(Records taken from a dataset)
────────────────────

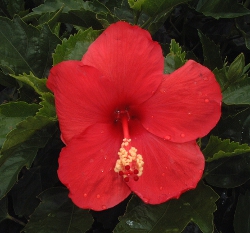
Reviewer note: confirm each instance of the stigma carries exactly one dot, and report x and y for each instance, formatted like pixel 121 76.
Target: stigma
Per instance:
pixel 130 164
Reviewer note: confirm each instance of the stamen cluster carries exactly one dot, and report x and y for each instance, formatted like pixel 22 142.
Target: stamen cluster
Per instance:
pixel 129 164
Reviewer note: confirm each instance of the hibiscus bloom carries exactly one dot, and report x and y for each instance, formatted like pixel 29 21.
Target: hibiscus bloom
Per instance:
pixel 126 126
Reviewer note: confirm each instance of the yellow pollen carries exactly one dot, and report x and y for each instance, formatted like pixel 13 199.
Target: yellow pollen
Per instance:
pixel 129 164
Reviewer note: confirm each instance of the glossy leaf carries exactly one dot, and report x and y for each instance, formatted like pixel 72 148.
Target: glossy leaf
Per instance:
pixel 75 12
pixel 21 146
pixel 39 85
pixel 24 48
pixel 56 213
pixel 236 68
pixel 211 52
pixel 242 213
pixel 136 5
pixel 175 59
pixel 3 209
pixel 218 148
pixel 24 193
pixel 240 95
pixel 75 46
pixel 48 106
pixel 197 205
pixel 221 9
pixel 242 24
pixel 228 172
pixel 11 114
pixel 153 8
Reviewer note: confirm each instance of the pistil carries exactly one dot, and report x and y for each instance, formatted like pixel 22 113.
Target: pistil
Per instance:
pixel 130 163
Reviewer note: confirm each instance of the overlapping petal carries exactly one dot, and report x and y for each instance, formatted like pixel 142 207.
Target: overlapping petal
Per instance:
pixel 129 57
pixel 82 96
pixel 169 168
pixel 187 104
pixel 86 167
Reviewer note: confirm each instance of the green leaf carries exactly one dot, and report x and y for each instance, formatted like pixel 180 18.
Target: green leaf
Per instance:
pixel 74 47
pixel 56 213
pixel 55 5
pixel 242 214
pixel 218 148
pixel 11 114
pixel 221 76
pixel 236 68
pixel 48 106
pixel 243 25
pixel 39 85
pixel 240 95
pixel 15 6
pixel 3 209
pixel 136 4
pixel 229 172
pixel 24 193
pixel 211 52
pixel 221 9
pixel 172 216
pixel 21 146
pixel 175 59
pixel 152 8
pixel 74 12
pixel 24 48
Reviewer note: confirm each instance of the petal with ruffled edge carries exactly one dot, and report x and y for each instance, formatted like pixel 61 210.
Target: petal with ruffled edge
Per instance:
pixel 187 104
pixel 82 97
pixel 128 55
pixel 86 167
pixel 169 168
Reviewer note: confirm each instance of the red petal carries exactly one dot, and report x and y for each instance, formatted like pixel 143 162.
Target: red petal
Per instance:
pixel 82 95
pixel 186 106
pixel 86 167
pixel 128 56
pixel 169 168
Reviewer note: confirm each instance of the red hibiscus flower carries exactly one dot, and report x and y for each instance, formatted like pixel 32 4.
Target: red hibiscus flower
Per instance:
pixel 128 127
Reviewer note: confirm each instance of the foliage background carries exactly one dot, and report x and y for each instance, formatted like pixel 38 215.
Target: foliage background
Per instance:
pixel 36 34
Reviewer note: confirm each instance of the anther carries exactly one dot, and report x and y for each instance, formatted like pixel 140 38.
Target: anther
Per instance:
pixel 127 167
pixel 126 179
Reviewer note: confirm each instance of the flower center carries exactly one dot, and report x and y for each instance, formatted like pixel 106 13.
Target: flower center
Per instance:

────────────────────

* **To do**
Copy every line of the listing above without any changes, and leave the pictures out of your copy.

* **Correct result**
Reviewer note: confirm each instance of the stigma carries exactly one dot, and report x and y for each instance, formatted like pixel 121 76.
Target: stigma
Per instance:
pixel 130 164
Reviewer note: confirm each instance of the stamen cluster carries exactly one dot, and report x and y for each instance, formatted like pixel 22 142.
Target: stamen cluster
Per instance:
pixel 129 164
Reviewer note: confirm each instance of the hibiscus bloom carries exactly one dot, and report x and y for each instance, formatted like pixel 29 21.
Target: hibiscus bloom
Per instance:
pixel 126 126
Reviewer note: confirm each instance of the yellow pollen carries exactly one dot, and report x and y for each instance, formatted like pixel 13 199.
Target: yellow pollen
Per instance:
pixel 129 164
Reviewer note: confirm each instance of the glossy leaf carries exactly one dot, and report x and y for each instance, formatted like pixel 72 148.
Target: glossy leaf
Per instance:
pixel 75 12
pixel 21 146
pixel 39 85
pixel 24 48
pixel 56 213
pixel 236 68
pixel 211 52
pixel 242 213
pixel 136 5
pixel 175 59
pixel 3 209
pixel 218 148
pixel 24 193
pixel 240 95
pixel 75 46
pixel 48 106
pixel 197 205
pixel 221 9
pixel 242 24
pixel 228 172
pixel 11 114
pixel 153 8
Reviewer note: confirm each instance of the pistil carries exactly one dot, and report x and y for each instance, formatted like pixel 22 113.
Target: pistil
Per instance:
pixel 130 163
Reviewer note: confirm each instance of the overlapping petal carries exactly one dot, and report x and y for each instance, formatted like pixel 142 207.
Target: overlapping petal
Per instance:
pixel 129 57
pixel 82 96
pixel 169 168
pixel 187 104
pixel 86 167
Reviewer note: confirm each instance of the green leaf carries exactly one dot, and report x and y for each instance, formatted like pixel 180 18.
Target: green leaf
Per instance:
pixel 74 47
pixel 56 213
pixel 55 5
pixel 242 214
pixel 218 148
pixel 11 114
pixel 221 76
pixel 236 68
pixel 48 106
pixel 243 25
pixel 39 85
pixel 240 95
pixel 15 6
pixel 3 209
pixel 136 4
pixel 229 172
pixel 24 193
pixel 211 52
pixel 221 9
pixel 172 216
pixel 21 146
pixel 175 59
pixel 152 8
pixel 74 12
pixel 24 48
Reviewer note: confirm each instance of the petal with ruffled edge carries exactly one dot, and report x and y for each instance, formatted like pixel 61 210.
Target: petal with ruffled edge
Per instance:
pixel 187 104
pixel 82 97
pixel 128 55
pixel 86 167
pixel 169 168
Reviewer note: confirm each instance of the red petal carries exactly one dot, and report x and y for each instance, formatted like pixel 143 162.
Target: red petal
Per instance:
pixel 82 95
pixel 186 106
pixel 86 167
pixel 128 56
pixel 169 168
Reviewer note: confirm each instance of the red hibiscus flower carries exactly one dot, and report x and y for each instance, formatted like pixel 32 4.
Target: red hibiscus flower
Per instance:
pixel 128 127
Reviewer note: confirm each instance of the foliage background carries exactly one dot, and report x and y for each instance, formatted like pixel 38 215.
Target: foliage background
Per instance:
pixel 36 34
Reviewer note: confirm each instance of the anther carries exactly one dot, and report x and y for each instance, formatted like pixel 140 38.
Target: anther
Per instance:
pixel 127 167
pixel 126 179
Reviewer note: confirm each instance of the flower center carries exactly one dot, and report x and y for each instance, formatted like pixel 106 13.
Target: flower center
Per instance:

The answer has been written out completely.